» **Saved entries**:
+--

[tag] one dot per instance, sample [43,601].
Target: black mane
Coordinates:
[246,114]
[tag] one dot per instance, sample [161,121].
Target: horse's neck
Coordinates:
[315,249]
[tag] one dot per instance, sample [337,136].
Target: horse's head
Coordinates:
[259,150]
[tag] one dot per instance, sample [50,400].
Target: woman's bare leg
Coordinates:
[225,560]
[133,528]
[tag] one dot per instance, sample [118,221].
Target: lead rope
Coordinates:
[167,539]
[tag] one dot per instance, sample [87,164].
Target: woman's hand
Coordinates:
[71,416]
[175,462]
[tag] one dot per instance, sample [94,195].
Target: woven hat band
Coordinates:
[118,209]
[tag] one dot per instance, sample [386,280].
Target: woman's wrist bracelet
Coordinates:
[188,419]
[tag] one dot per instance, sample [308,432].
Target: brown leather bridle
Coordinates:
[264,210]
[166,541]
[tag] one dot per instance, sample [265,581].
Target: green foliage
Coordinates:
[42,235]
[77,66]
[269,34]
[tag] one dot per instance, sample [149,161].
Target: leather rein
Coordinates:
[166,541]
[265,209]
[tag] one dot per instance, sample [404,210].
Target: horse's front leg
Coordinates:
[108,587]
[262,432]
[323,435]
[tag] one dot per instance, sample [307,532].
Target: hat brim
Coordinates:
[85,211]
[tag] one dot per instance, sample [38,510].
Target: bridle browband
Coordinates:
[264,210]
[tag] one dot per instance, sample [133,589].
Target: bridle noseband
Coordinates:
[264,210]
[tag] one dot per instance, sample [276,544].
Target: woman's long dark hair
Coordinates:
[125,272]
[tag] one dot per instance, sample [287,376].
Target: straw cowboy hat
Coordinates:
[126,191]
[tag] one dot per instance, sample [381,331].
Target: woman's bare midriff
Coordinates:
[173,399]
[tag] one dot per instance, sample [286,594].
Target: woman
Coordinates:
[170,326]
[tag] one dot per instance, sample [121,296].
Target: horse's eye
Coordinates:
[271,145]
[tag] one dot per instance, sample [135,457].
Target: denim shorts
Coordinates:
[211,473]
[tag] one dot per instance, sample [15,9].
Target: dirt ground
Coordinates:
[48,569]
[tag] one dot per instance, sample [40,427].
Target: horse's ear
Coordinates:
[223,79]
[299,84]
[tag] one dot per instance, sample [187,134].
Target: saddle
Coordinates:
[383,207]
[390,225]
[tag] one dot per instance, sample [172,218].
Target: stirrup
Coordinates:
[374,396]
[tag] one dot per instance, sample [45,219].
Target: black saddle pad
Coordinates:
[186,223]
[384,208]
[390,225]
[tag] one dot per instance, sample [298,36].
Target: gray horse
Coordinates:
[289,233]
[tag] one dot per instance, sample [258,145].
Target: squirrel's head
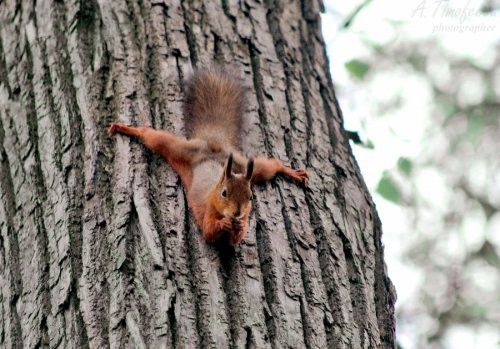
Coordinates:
[233,191]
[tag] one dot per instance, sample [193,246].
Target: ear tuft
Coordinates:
[229,166]
[249,173]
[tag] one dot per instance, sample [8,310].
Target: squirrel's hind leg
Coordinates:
[267,168]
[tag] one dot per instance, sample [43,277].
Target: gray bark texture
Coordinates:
[98,247]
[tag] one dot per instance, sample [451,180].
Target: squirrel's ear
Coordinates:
[249,174]
[229,166]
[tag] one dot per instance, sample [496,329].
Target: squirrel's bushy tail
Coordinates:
[213,107]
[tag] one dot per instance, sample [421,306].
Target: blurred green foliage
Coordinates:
[448,190]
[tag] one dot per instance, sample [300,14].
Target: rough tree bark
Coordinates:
[98,247]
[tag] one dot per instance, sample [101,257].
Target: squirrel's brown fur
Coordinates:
[216,176]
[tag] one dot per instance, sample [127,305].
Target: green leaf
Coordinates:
[405,165]
[357,68]
[387,189]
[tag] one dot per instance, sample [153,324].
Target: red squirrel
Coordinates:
[215,174]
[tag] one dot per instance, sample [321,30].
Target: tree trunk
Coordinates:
[98,247]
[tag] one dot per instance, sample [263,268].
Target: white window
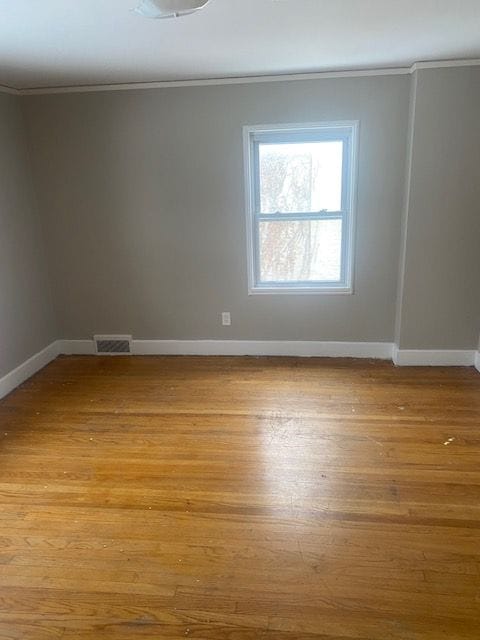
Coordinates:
[300,195]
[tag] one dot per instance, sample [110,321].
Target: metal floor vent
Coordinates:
[113,345]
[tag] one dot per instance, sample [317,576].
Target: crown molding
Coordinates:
[10,90]
[206,82]
[444,64]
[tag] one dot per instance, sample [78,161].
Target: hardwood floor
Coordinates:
[240,499]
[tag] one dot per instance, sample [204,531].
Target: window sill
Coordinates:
[255,291]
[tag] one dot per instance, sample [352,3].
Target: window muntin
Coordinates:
[300,207]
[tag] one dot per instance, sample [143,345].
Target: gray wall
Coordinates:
[142,195]
[440,307]
[26,318]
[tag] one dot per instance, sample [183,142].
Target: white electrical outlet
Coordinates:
[226,319]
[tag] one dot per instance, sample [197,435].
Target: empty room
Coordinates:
[240,320]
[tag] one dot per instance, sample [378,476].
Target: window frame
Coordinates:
[253,136]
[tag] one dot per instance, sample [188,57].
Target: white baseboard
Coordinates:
[433,358]
[15,378]
[77,347]
[381,350]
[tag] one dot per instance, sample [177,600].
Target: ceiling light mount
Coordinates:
[162,9]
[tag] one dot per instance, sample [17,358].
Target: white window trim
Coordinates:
[345,287]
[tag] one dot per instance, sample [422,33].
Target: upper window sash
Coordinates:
[278,137]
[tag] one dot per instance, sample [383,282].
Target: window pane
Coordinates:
[300,251]
[301,177]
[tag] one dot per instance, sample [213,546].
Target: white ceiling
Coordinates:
[46,43]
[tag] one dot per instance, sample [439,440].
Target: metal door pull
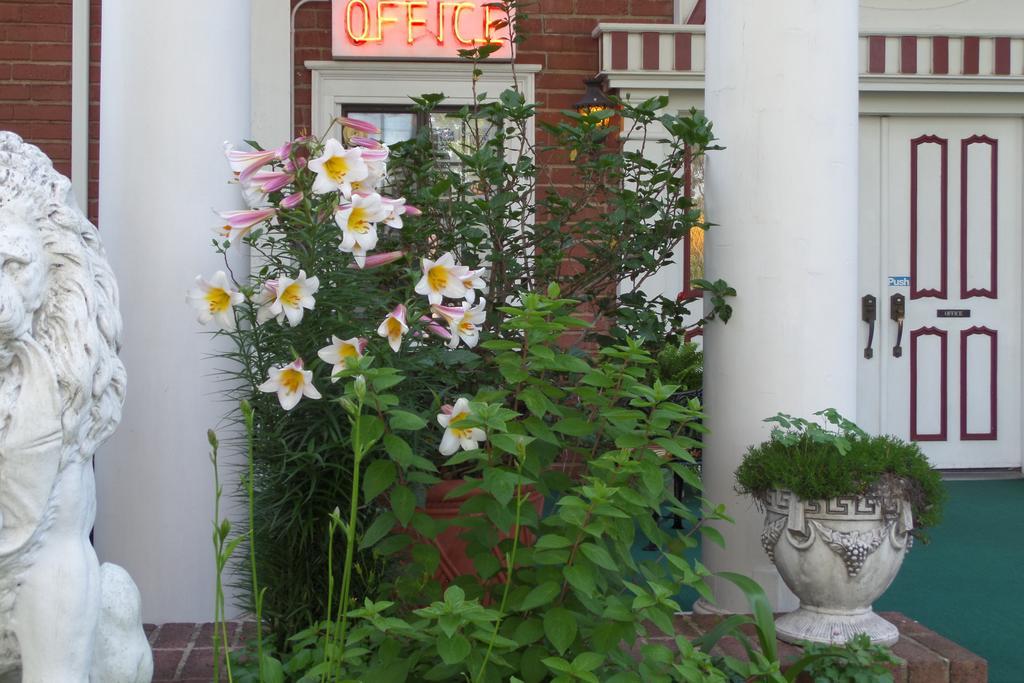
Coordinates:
[897,311]
[868,311]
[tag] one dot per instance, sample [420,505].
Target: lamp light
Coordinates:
[594,100]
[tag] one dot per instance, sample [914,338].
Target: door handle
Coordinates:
[868,312]
[897,311]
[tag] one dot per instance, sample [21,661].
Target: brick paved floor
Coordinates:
[183,652]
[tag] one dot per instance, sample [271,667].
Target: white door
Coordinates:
[940,227]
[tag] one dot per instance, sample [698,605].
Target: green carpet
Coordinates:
[968,584]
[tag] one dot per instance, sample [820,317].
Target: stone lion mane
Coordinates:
[79,326]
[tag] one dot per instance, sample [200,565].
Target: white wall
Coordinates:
[942,16]
[174,85]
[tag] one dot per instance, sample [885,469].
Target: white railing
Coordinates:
[653,48]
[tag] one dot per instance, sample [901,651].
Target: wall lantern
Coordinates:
[594,100]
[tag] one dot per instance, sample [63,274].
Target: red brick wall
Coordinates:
[35,75]
[558,39]
[94,30]
[35,80]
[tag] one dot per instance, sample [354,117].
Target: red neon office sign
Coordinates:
[417,29]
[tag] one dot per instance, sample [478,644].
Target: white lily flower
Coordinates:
[474,281]
[286,298]
[214,299]
[337,168]
[464,323]
[371,183]
[292,383]
[457,437]
[339,351]
[394,327]
[441,279]
[357,221]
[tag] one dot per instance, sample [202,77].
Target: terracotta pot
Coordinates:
[838,556]
[454,560]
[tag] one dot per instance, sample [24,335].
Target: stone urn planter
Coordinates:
[838,556]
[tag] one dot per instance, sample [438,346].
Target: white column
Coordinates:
[174,85]
[781,90]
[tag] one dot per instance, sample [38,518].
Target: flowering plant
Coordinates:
[343,266]
[336,275]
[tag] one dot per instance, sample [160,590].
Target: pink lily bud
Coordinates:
[247,163]
[368,142]
[435,329]
[375,155]
[238,223]
[270,181]
[375,260]
[448,312]
[292,201]
[357,124]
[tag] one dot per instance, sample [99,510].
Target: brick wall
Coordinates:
[35,75]
[94,30]
[35,80]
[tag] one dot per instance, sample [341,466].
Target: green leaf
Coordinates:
[402,454]
[581,577]
[560,628]
[528,631]
[598,556]
[407,421]
[552,542]
[574,427]
[631,440]
[271,670]
[763,617]
[501,345]
[392,544]
[403,504]
[536,401]
[499,483]
[714,536]
[558,665]
[541,595]
[378,477]
[512,443]
[371,429]
[455,649]
[588,662]
[378,529]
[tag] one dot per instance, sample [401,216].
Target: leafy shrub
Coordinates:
[682,365]
[816,463]
[857,662]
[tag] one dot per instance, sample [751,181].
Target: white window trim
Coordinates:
[338,85]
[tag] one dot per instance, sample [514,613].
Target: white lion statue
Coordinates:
[62,617]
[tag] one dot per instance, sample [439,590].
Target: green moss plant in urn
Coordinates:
[842,509]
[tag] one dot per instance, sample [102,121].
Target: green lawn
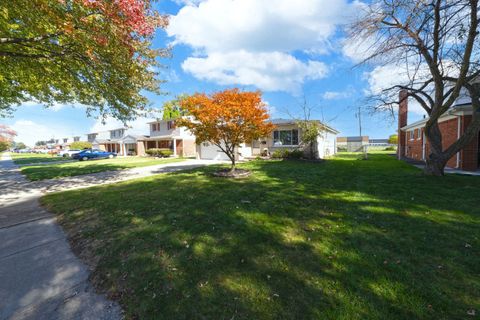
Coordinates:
[27,158]
[69,169]
[343,239]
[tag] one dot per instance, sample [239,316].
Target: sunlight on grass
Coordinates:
[343,239]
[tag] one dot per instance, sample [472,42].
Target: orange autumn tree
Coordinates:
[226,119]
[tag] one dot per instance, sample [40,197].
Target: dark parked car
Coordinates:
[93,154]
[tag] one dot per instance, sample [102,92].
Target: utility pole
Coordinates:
[360,120]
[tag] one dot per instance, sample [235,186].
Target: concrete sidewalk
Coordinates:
[40,277]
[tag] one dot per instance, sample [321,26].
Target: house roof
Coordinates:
[120,140]
[280,121]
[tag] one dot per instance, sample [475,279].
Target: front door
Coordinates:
[478,150]
[179,147]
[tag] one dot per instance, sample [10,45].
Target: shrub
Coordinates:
[80,145]
[162,153]
[287,154]
[279,153]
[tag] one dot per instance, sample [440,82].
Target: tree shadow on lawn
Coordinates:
[36,160]
[36,173]
[295,241]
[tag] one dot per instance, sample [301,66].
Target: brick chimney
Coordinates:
[402,122]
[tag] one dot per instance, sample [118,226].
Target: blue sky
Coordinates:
[294,49]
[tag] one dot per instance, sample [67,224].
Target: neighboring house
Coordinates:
[66,142]
[412,142]
[164,134]
[379,143]
[118,140]
[352,144]
[287,135]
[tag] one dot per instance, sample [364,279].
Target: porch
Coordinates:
[125,147]
[179,146]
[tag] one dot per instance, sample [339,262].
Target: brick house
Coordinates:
[412,142]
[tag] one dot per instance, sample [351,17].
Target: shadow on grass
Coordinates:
[39,159]
[35,173]
[345,239]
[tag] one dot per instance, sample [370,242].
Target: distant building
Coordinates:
[380,143]
[352,144]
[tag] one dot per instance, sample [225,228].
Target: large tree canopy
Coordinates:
[92,52]
[226,119]
[435,43]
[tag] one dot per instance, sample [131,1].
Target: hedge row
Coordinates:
[287,154]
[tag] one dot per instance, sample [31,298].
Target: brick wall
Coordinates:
[449,131]
[469,155]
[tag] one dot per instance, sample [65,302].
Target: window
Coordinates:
[285,137]
[412,134]
[155,126]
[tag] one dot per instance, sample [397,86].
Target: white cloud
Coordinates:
[138,126]
[188,2]
[272,71]
[54,107]
[335,95]
[387,76]
[251,42]
[30,132]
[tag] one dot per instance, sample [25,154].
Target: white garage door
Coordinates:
[209,151]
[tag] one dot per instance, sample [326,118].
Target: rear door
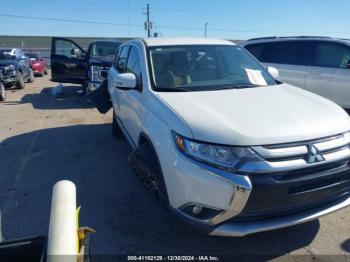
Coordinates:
[287,56]
[68,61]
[119,66]
[328,73]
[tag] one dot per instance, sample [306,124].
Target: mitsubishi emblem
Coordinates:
[313,155]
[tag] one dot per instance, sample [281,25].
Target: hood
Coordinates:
[6,62]
[258,116]
[101,60]
[35,62]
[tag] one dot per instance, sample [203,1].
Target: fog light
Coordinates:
[196,210]
[199,211]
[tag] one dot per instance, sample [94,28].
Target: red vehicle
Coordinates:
[38,64]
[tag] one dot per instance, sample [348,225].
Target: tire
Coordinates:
[146,166]
[20,81]
[31,78]
[116,131]
[2,92]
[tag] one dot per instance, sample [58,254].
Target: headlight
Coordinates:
[223,157]
[10,68]
[94,73]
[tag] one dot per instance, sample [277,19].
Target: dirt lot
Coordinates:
[45,139]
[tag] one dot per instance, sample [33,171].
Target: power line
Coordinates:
[161,26]
[69,20]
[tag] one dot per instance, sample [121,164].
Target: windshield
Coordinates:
[5,54]
[105,49]
[206,67]
[32,56]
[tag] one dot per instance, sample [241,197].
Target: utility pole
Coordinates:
[148,24]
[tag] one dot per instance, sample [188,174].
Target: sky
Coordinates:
[230,19]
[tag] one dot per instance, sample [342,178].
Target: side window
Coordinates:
[331,55]
[133,65]
[68,49]
[255,50]
[286,52]
[122,59]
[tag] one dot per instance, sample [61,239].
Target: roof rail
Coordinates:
[262,38]
[286,37]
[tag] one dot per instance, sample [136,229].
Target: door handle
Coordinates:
[315,72]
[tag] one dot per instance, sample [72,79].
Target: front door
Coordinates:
[68,61]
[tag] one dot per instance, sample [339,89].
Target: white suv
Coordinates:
[318,64]
[222,143]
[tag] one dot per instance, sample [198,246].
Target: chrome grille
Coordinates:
[291,156]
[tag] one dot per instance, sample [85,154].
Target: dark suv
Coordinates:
[15,67]
[70,63]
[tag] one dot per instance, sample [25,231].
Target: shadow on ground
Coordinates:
[346,245]
[127,219]
[72,98]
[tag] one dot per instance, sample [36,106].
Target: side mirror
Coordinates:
[273,71]
[75,53]
[348,64]
[125,81]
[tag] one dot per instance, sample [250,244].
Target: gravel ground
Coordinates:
[44,139]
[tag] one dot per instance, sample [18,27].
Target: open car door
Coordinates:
[68,61]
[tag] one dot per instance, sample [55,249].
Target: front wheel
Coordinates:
[2,92]
[31,76]
[146,166]
[20,81]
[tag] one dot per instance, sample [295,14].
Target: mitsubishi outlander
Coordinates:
[222,143]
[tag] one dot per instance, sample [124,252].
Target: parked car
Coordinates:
[2,88]
[70,63]
[318,64]
[223,144]
[38,63]
[15,67]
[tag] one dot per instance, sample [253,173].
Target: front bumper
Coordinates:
[93,85]
[262,202]
[239,229]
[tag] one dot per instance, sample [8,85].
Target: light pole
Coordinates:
[205,29]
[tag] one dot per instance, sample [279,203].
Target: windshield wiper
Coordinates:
[171,89]
[240,86]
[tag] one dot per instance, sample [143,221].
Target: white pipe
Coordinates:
[62,238]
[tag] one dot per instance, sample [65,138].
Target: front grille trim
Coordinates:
[285,157]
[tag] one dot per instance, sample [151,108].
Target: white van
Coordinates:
[318,64]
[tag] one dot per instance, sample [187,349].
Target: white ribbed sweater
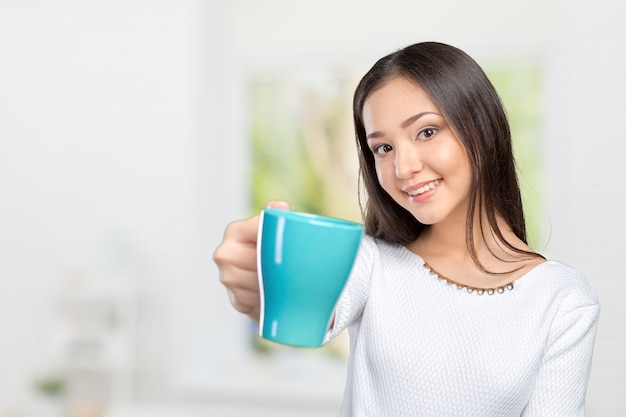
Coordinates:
[422,347]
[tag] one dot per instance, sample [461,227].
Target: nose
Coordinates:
[407,161]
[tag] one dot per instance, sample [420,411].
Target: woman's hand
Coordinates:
[236,258]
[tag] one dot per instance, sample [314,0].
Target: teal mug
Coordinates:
[304,261]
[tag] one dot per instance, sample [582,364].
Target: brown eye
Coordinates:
[428,133]
[381,149]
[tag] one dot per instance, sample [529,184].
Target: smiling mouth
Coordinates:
[430,186]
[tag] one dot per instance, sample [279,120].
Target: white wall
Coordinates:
[126,120]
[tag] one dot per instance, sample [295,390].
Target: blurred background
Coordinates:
[132,132]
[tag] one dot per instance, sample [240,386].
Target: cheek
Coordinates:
[380,174]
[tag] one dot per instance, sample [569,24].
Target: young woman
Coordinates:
[450,312]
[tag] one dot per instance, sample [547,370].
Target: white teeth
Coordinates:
[430,186]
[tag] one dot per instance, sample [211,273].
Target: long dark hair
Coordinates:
[474,111]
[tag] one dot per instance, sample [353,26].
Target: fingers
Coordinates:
[278,204]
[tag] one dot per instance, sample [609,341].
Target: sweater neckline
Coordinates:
[477,290]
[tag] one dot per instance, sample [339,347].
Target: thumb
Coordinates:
[279,204]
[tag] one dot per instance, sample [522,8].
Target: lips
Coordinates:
[424,188]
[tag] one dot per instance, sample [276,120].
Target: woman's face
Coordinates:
[419,161]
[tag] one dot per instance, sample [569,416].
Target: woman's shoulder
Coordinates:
[564,281]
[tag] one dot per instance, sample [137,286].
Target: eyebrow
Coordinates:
[403,125]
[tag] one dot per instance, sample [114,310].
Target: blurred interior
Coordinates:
[126,146]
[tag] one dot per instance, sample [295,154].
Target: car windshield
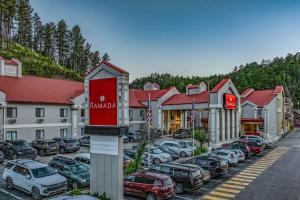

+--

» **Directions**: Pull out every line from the items above that contains the string "door", matching case.

» **Expected output**:
Target: metal door pull
Target: door handle
Target: white door
Target: front door
Target: white garage door
Target: rear door
Target: door handle
Target: front door
Target: open car door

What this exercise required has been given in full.